| About this task |
The article below on exercise and weight loss gives, in parentheses, the truths about changing behaviors that participants find refreshing to hear. List each of them.

| Document text |
TIME columnist John Cloud caused a
minor furor in the blogosphere last August with the cover article “Why
Exercise Won’t Make You Thin.” Within 24 hours fitness evangelists
all over the Internet derided the article as irresponsible and inaccurate.
And you may have had to do a little damage control with your participants.
If you read the article closely, however,
the author basically supported the title’s premise — exercise alone
won’t make you thin. Unfortunately, many of those attempting to
disprove Cloud’s assertion presented even more random support for
their position and/or proved an entirely different point (that exercise
is good for you)… unwittingly bolstering his article.
Exercise by itself typically doesn’t
help people lose more than a few pounds. The body has an amazing ability
to maintain homeostasis, perfected over many millennia of evolution,
despite increasing energy expenditure by a few hundred calories a day.
In a nutshell, the body tells us to have a second helping (or a candy
bar); and we do, so we don’t lose weight.
Our October 7 Wellness Solutions
column described how refreshing, indeed liberating, it can be for participants
to hear the truth about changing behaviors (it’s hard, it’s easy
to slip back, little changes won’t do). The exercise-will-make-you-thin
fallacy is another case in point. It won’t, so don’t say it.
For the vast majority of people, the
only way to lose weight is to cut down on the number of calories consumed
by paying careful attention to what, when, and how you eat. You can
accelerate weight loss a bit with exercise, but if you don’t change
your eating habits as well, the weight loss will be minimal. That’s
the truth.
But, as Paul Harvey used to say, “Now
for the rest of the story.” If you lose a significant amount of weight
by diet alone and don’t develop a consistent daily or almost daily
physical activity pattern, you’ll regain all the weight within 5 years
(most of the regain occurs in the first year). The latest study confirming
this truth was published in the July American Journal of Physiology
— Regulatory, Integrative, and Comparative Physiology.
Why does exercise prevent weight regain?
The study’s authors aren’t sure: “The
mechanisms that underlie this beneficial effect of physical activity
are not clearly understood, but there is evidence to suggest that physical
activity counters the biological adaptations to weight loss that facilitate
weight regain.”
Whether exercise counters the adaptations
to weight loss, or people who exercise are just more aware of what they’re
eating and how much they weigh (or all the above) is almost beside the
point. The point is you can lose weight by diet alone, but if you want
to keep it off, you need to be physically active too.

| Available data |

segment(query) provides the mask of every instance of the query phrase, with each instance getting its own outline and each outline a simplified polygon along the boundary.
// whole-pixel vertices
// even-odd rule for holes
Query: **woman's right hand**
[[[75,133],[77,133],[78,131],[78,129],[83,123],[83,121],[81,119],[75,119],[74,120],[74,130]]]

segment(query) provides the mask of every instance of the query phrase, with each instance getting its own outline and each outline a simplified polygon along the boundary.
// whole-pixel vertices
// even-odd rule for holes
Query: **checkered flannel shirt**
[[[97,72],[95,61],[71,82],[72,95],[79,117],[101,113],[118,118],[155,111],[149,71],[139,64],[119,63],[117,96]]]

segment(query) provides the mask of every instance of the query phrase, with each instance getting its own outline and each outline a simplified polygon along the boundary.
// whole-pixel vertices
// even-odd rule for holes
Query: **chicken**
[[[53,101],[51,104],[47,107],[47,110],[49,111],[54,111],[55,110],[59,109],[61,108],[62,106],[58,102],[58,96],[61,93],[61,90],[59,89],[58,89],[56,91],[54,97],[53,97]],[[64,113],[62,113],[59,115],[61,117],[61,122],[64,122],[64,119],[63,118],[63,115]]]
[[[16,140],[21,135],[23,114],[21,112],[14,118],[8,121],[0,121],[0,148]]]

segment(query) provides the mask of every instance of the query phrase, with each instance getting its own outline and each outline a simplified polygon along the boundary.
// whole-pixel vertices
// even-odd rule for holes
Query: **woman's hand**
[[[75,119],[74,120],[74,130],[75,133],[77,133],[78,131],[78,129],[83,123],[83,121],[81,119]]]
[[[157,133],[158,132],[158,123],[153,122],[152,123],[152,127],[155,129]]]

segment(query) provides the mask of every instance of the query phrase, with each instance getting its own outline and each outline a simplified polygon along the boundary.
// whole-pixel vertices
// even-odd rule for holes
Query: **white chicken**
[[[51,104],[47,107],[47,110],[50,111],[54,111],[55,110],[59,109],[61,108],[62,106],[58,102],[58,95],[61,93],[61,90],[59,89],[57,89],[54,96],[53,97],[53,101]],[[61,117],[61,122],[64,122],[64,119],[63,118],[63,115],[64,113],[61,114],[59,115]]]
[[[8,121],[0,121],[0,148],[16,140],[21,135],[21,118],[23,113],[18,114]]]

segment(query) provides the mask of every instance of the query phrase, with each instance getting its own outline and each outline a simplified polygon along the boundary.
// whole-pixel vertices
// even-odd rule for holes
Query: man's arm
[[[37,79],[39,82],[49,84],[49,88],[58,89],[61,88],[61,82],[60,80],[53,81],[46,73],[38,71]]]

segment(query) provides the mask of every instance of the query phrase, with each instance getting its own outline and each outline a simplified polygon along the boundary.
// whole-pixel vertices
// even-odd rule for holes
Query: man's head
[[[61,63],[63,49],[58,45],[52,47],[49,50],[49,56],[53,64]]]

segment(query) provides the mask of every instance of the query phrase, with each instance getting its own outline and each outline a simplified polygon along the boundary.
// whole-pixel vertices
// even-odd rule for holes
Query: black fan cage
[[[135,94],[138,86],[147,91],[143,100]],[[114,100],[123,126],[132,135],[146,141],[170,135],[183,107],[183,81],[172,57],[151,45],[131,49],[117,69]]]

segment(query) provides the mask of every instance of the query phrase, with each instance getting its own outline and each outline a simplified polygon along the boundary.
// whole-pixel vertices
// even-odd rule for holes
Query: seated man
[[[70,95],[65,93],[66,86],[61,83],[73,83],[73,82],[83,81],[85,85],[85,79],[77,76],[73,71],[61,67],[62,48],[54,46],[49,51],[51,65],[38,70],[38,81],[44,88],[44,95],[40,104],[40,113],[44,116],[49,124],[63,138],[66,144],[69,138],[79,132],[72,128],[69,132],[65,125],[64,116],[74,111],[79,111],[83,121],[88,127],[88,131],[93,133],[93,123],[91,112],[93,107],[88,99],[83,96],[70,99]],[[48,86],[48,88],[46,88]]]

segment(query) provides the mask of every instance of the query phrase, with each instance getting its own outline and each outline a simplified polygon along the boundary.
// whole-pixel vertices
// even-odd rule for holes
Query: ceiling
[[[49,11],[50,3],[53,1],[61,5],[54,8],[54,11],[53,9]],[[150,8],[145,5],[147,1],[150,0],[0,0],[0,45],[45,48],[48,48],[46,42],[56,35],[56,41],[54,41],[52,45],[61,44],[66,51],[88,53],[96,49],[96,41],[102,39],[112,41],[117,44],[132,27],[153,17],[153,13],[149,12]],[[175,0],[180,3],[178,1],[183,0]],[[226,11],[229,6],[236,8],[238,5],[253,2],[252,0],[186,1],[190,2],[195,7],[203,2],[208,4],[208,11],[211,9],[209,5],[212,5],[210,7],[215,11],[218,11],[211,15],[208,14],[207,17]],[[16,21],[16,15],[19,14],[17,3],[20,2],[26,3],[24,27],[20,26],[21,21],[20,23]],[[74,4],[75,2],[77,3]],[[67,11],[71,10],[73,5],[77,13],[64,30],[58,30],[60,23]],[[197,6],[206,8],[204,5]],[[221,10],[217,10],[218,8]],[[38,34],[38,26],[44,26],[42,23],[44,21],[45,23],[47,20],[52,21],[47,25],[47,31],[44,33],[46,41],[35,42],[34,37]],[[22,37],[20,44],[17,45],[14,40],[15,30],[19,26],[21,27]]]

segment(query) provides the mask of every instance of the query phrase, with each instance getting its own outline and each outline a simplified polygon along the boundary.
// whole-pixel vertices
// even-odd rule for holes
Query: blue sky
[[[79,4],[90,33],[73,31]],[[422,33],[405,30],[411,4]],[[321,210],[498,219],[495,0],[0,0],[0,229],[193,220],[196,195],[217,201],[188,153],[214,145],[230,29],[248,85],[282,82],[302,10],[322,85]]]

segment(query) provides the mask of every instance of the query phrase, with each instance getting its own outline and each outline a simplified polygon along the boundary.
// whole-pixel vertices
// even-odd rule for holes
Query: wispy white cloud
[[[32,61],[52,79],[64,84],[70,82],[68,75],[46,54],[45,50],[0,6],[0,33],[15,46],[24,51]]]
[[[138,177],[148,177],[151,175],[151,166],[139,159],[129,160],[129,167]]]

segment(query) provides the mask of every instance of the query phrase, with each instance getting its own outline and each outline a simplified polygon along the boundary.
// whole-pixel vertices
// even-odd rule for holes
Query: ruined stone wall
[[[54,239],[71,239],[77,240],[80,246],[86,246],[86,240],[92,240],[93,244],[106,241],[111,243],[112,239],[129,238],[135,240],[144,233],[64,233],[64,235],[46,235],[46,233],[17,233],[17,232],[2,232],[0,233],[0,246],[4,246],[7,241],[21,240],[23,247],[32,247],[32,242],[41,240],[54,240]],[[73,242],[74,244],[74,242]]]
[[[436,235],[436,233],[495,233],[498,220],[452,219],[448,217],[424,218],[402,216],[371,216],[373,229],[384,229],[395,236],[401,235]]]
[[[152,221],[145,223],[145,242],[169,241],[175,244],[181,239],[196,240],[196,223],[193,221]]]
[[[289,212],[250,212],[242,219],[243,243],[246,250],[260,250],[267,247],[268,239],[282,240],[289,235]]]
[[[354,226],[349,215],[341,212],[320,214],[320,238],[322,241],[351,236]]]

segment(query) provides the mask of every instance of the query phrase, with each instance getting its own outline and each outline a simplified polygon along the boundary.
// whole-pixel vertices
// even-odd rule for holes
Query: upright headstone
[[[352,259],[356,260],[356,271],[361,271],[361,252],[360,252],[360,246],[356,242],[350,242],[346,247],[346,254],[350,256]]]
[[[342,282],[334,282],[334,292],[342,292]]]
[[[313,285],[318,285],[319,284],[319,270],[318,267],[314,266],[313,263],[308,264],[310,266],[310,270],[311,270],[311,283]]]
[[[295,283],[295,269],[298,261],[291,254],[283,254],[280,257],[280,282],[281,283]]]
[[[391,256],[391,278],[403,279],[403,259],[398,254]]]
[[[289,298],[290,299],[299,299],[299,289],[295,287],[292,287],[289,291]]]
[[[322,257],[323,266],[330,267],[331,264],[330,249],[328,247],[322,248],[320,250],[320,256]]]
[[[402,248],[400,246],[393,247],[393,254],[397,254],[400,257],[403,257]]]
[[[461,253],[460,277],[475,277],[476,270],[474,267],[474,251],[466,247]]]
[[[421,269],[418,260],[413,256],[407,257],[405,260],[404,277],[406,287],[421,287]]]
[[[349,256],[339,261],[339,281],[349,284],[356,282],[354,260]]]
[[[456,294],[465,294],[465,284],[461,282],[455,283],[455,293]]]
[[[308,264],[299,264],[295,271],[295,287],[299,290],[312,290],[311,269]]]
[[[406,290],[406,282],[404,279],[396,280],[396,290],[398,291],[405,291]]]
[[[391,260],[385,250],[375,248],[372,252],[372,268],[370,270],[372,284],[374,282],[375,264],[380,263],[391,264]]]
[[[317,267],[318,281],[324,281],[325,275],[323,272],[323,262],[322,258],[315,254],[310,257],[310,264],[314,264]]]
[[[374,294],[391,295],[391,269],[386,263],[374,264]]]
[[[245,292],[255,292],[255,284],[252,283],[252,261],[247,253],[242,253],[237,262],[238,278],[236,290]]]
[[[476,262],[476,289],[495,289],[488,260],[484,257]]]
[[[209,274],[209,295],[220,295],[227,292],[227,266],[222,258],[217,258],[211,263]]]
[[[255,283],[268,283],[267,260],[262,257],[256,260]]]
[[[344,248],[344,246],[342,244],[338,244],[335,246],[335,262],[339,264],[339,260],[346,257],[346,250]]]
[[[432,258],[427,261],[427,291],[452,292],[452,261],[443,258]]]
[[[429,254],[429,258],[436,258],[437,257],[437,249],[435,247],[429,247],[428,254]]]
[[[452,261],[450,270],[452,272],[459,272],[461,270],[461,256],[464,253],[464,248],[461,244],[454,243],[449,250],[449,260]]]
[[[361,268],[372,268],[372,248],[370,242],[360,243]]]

| Exercise answer |
- It's hard.
- It's easy to slip back.
- Little changes won't do.